Pointing dataset records:

######

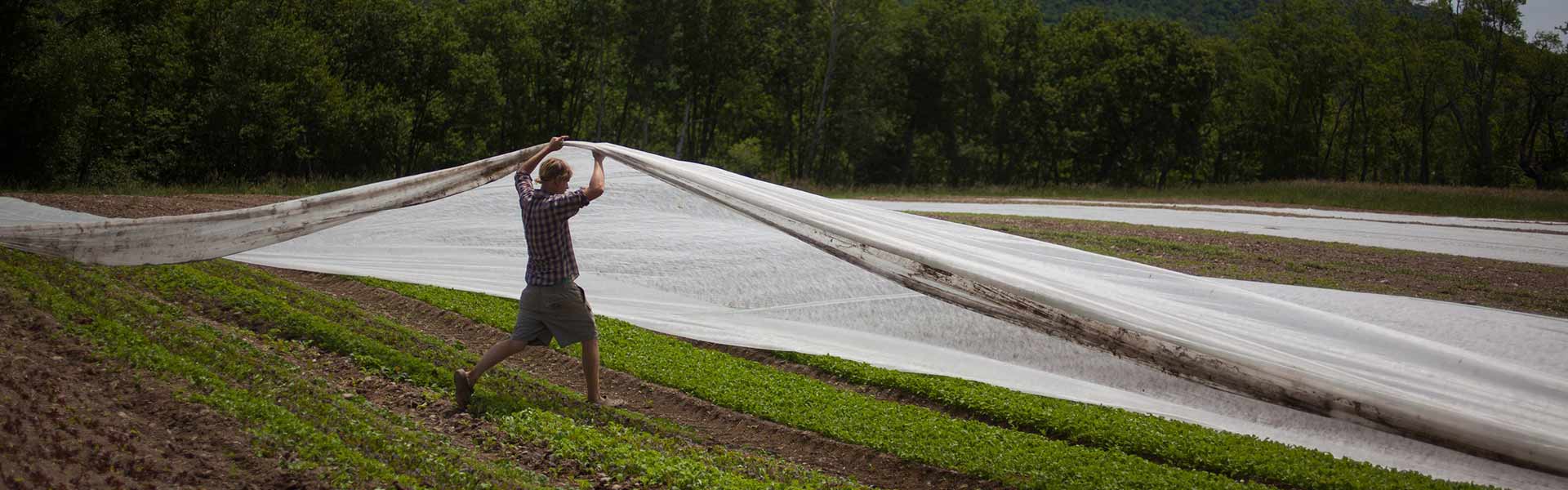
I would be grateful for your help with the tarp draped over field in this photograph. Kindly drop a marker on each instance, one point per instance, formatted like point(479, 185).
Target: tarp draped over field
point(657, 255)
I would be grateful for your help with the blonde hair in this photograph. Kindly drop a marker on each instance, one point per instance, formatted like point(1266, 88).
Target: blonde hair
point(554, 168)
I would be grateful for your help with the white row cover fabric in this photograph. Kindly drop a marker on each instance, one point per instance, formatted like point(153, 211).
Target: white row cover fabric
point(1372, 229)
point(216, 234)
point(671, 261)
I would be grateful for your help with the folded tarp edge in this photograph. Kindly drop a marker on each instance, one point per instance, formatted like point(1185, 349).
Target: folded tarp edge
point(216, 234)
point(995, 292)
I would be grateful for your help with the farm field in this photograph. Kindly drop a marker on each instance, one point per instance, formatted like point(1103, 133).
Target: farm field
point(1426, 200)
point(310, 346)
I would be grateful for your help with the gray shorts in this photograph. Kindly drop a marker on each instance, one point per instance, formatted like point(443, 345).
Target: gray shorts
point(554, 311)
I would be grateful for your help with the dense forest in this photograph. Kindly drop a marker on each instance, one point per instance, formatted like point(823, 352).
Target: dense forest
point(838, 93)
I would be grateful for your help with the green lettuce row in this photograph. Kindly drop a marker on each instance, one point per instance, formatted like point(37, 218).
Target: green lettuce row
point(352, 442)
point(1170, 442)
point(281, 305)
point(1013, 457)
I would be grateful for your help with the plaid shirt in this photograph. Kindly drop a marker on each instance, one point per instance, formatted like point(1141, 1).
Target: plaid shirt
point(550, 256)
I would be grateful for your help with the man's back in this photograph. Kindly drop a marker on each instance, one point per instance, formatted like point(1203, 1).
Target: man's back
point(545, 216)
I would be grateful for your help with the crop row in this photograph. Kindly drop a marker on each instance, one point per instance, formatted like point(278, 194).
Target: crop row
point(617, 442)
point(1013, 457)
point(349, 442)
point(1172, 442)
point(352, 440)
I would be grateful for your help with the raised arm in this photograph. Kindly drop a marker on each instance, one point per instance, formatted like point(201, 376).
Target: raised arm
point(526, 167)
point(596, 183)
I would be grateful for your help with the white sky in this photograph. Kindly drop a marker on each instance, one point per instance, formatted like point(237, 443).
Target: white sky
point(1544, 15)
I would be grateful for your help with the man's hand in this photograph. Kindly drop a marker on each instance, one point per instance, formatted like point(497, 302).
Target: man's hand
point(596, 181)
point(555, 143)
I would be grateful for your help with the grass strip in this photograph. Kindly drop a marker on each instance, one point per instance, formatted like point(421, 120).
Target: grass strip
point(352, 442)
point(1175, 443)
point(1018, 459)
point(391, 349)
point(623, 449)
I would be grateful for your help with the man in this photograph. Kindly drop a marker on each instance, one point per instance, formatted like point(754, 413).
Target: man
point(550, 305)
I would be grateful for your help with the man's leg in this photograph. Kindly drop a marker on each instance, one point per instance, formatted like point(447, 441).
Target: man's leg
point(492, 357)
point(591, 369)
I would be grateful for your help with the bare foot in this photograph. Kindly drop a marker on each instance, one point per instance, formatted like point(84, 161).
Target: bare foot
point(465, 390)
point(610, 403)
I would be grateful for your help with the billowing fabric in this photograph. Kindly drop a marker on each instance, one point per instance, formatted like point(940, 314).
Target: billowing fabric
point(216, 234)
point(550, 256)
point(1218, 332)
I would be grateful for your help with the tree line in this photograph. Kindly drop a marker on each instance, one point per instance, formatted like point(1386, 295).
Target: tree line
point(830, 91)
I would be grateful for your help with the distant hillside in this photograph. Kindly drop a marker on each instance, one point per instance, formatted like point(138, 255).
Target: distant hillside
point(1206, 16)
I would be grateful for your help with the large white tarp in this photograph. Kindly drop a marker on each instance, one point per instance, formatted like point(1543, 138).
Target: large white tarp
point(668, 260)
point(1472, 238)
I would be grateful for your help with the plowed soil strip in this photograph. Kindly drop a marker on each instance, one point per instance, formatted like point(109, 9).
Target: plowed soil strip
point(720, 426)
point(69, 420)
point(480, 437)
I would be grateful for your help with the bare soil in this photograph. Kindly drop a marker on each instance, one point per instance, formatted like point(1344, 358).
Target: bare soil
point(1192, 204)
point(69, 420)
point(712, 425)
point(1518, 286)
point(148, 206)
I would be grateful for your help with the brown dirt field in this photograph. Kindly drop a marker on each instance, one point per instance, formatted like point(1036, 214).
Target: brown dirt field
point(1518, 286)
point(1189, 204)
point(712, 423)
point(148, 206)
point(69, 420)
point(480, 437)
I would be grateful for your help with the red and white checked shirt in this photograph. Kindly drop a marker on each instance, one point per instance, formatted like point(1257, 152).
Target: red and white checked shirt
point(550, 256)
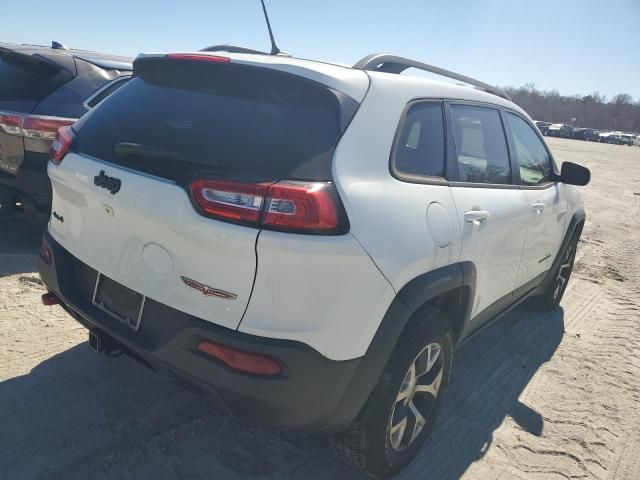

######

◆ Your objective ◆
State how many lines of the records above contain the word "lettuce". Give only the number.

◆ Task solution ◆
2